## Work instructions
Please continue the passage about the BRASS integrity program for law enforcement investigators, starting after its final sentence.

## Passage provided
After 20 years with premiere law enforcement organisations and working with more than 3,000 organised crime investigators, the researchers at the Behaviour Risk Institute have designed a comprehensive strategy for getting the best quality, most reliable, and legally sound work product from investigators.
Working at the level of individual mental processes, unit structure and morale, organisational culture, BRASS induces self-awareness and the kind of social responsibility that can make them crusaders for integrity throughout the organisation.
The BRASS System
The BRASS System is composed of six Distant Early Warning devices uniquely designed to pick up and integrate high risk signals in the officer and the organisation. These probes are made possible by creating a facilitative environment where officers provide their data. Once high risk signals are detected they trigger a process of education, and self-correction.
Law enforcement professionals at the Institute strengthen skills and shore up weaknesses in a three part program that emphasises: (1) Behaviour capability enhancement, (2) Psychological and physical risk control safeguards to ensure the ethical and legal integrity of investigations; and (3) Risk control strategies for minimising exposure and ensuring success in any forensic performance audit.
Applications Tailored to the Organisation
BRASS is both a risk self-assessment and integrity strengthening program. A group of highly experienced investigators, trainers, and behavioural scientists formed the first BRASS team in the U.S. Housed at the Criminal Justice Institute of Florida, BRASS was required for all investigators in Counterdrug Task Forces in Florida. Its success led to applications with the organised crime units of Tampa PD, St. Petersburg PD, Orlando PD, and Kansas City (HIIDTA).
The most highly acclaimed application of BRASS was a recent French adaptation BRI entitled "GERE" (Gestion et evaluation des risques d'enqueteurs.) Impressed with the BRASS capability for curbing misconduct, and in need of a proven approach for affirming ethics and integrity, the Quebec Police Force made GERE one the jewels in the crown of their urgently needed rebuilding and reform efforts. Highly motivated officers were trained as a mobile team to deliver the GERE program to 225 investigators in 17 organised crime units across the province.

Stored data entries
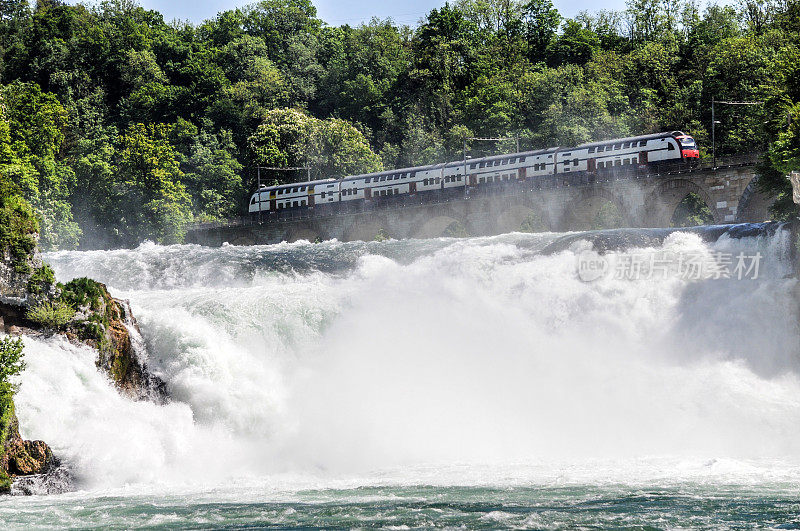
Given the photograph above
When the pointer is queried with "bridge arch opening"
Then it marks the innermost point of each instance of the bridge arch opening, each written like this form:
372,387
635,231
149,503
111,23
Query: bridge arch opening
523,218
691,211
754,205
369,228
441,226
305,234
595,210
678,201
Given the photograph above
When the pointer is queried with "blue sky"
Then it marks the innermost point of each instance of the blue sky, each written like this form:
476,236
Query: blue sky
347,11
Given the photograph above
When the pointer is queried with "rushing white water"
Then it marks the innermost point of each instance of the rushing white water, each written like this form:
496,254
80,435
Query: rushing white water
451,361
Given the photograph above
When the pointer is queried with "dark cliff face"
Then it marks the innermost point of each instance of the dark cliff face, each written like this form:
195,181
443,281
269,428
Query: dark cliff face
85,312
20,457
108,325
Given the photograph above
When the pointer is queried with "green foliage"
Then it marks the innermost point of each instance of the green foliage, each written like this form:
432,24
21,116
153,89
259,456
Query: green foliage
18,226
84,292
41,278
51,315
11,359
11,364
289,137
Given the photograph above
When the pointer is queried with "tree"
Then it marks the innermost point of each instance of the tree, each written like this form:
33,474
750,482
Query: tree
289,137
541,20
155,205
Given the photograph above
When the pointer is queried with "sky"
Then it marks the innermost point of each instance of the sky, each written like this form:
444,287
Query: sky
350,12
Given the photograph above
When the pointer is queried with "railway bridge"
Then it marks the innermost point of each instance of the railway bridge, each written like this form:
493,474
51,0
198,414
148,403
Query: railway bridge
640,197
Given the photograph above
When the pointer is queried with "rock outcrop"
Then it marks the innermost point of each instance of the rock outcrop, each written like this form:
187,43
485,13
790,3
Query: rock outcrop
19,457
108,325
31,302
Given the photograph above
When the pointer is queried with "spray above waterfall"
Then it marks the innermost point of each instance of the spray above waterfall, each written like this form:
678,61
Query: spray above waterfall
346,358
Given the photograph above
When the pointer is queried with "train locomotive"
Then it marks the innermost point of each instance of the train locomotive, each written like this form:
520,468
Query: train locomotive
592,157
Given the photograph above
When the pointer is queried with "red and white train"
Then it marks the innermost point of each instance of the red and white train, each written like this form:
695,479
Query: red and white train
620,152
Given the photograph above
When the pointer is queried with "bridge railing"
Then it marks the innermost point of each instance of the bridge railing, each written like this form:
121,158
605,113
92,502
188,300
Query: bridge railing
617,173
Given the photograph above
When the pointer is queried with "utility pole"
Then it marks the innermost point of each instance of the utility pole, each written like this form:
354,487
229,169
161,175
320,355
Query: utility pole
714,123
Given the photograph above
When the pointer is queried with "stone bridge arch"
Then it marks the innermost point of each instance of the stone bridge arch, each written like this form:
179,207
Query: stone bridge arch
667,195
444,224
753,205
582,211
369,227
311,233
524,217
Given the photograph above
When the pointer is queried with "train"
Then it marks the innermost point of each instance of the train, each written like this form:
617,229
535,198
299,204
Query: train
620,152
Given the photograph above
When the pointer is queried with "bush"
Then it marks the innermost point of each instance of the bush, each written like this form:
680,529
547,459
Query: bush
43,276
84,291
51,315
11,362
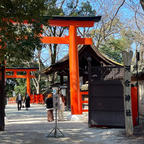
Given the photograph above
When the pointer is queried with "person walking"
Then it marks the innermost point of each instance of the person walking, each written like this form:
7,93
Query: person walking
49,106
19,101
27,101
61,107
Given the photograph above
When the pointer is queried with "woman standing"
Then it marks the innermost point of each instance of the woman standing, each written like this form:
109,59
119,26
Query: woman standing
27,101
61,107
49,106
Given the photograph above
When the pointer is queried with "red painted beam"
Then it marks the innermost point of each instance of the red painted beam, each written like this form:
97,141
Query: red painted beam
65,40
19,76
18,70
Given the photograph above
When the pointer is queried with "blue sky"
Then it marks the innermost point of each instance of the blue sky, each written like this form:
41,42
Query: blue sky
126,14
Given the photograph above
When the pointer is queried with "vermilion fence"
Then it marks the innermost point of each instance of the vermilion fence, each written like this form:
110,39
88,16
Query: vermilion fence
36,98
84,101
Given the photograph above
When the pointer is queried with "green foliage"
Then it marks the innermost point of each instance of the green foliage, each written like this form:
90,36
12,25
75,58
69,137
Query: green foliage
19,40
20,87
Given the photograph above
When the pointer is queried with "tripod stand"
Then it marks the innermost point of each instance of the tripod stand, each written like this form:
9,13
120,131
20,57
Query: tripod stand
55,130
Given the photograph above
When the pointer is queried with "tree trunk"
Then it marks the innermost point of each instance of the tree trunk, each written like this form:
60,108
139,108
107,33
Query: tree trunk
2,98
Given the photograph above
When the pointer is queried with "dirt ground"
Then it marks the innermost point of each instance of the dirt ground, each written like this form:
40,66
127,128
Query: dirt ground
31,127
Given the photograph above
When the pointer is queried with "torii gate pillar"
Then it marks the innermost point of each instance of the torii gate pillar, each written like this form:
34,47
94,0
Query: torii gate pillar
73,40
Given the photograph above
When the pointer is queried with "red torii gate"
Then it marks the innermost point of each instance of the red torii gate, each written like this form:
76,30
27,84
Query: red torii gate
73,40
27,76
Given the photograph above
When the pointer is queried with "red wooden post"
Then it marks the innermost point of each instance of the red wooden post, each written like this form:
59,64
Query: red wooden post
73,40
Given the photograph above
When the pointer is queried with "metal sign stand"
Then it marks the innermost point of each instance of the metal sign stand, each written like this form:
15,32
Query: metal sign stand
55,130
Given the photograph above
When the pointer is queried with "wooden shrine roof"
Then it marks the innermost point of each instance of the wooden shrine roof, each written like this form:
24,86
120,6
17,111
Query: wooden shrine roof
84,51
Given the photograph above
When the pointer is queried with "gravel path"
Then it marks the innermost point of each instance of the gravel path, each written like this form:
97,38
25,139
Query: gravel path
31,127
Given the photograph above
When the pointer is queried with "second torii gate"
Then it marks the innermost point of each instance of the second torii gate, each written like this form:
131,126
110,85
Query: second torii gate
27,76
73,40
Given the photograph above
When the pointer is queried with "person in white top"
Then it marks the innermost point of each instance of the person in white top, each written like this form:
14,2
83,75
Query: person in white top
19,101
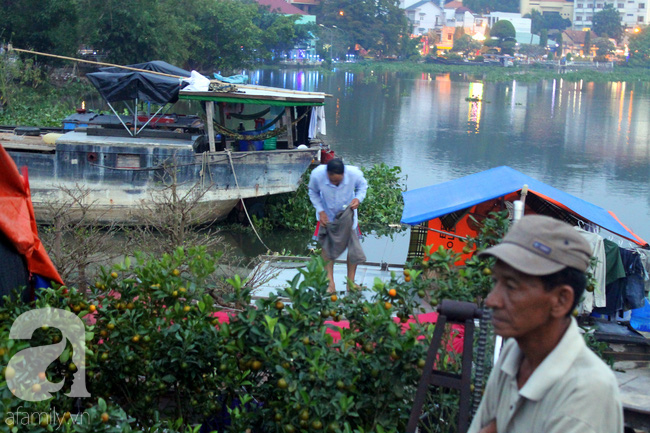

## Result for this task
Anticipating corruption could also extend to the GERE team empowered with new tools for social control and influence, BRASS has built-in training and self-monitoring guidelines aimed at curbing a "normalisation of deviance" and an erosion of its own integrity. (See: Girodo, M. (1998) "Undercover probes of police corruption: Risk factors in proactive internal affairs investigations." Behavioral Sciences and the Law, 16, 479-496.
Michael Girodo, Ph.D.
Dr. Michael Girodo has consulted over 20 years with Canadian, U.S. and European law enforcement organisations. With a distinguished university career in applied and forensic psychology, Professor Girodo's international reputation in managing behavioural risks in law enforcement organisations is grounded in a unique blend of science and experience in the field.
Following a post-doctoral fellowship in clinical and forensic psychology Professor Girodo became the chief behavioural science consultant to the RCMP in the field of human factors related to undercover investigations. Later, as the first Visiting Scholar at the FBI Academy, he developed a training program for effective decision making in deadly force encounters, innovated a latent behavioural risk profiling and Distant Early Warning system for anticipating behavioural failures of personnel in special investigations, and was sent to Haiti to head a UN recruiting team to build a new police force.
His prescriptions for reinforcing integrity and experience in assisting organisations with behavioural risk issues have been widely recognised by law enforcement, para-military, and academic communities.
Professor Girodo's work with NATO Advanced Study Institutes has appeared in Stress and anxiety and in Role transitions: Explorations and explanations. His applied law enforcement research has been published in such journals as Behavioral Sciences and the Law, and the Journal of Social Behavior and Personality.